## Given instruction
Print every one of the lines below word for word, omitting the pictures.

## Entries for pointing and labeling
:::

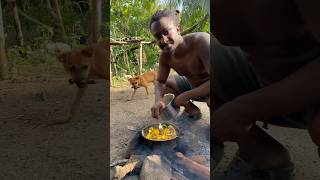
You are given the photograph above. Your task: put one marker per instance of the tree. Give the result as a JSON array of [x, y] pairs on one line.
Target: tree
[[59, 34], [3, 59], [95, 21], [17, 23]]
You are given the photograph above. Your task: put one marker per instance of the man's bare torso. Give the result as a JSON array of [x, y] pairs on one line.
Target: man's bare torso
[[187, 62], [273, 32]]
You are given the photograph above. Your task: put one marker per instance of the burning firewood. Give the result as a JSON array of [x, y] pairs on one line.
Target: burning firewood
[[122, 171], [193, 166]]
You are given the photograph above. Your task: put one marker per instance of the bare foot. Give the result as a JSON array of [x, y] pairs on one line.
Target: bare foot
[[192, 109]]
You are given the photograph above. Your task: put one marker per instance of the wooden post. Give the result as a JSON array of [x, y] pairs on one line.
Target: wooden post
[[140, 59], [110, 56]]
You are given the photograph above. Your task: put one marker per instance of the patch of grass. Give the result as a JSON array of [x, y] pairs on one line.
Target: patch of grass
[[119, 81]]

:::

## Exercise result
You are given the photograph above. Your task: put one marker per instance of the tree. Give the result as a JSON array of [x, y] pairs on one line.
Target: tree
[[59, 34], [3, 59], [95, 21], [17, 23]]
You are given the photograph above. Your task: put one marker per instance of the man's bare torso. Give the result as a JSON array of [x, y] pairs on one line.
Target: man's bare torso
[[187, 62], [273, 32]]
You are given the photograph above. Your task: put one marker per instance of the burning firewood. Give the result as a JSON array of [x, y] pairs on one line.
Target: burning firewood
[[122, 171], [193, 166]]
You are given the photograph above. Your task: put one marker per instance of the bare foot. Give the result as a JSON array of [x, y] pairs on one line.
Target: bare foot
[[192, 109]]
You are given the photograph above. Your task: put one marker per instance of the wooden post. Give the result as a JSON array of [x, y] pairs on one line.
Target: wooden post
[[140, 59], [110, 56]]
You are given the photograph above. Your task: put one marker per instance of the patch of grass. Give the result as a JSON array of [x, y] pairs on one line.
Target: patch of grass
[[119, 81]]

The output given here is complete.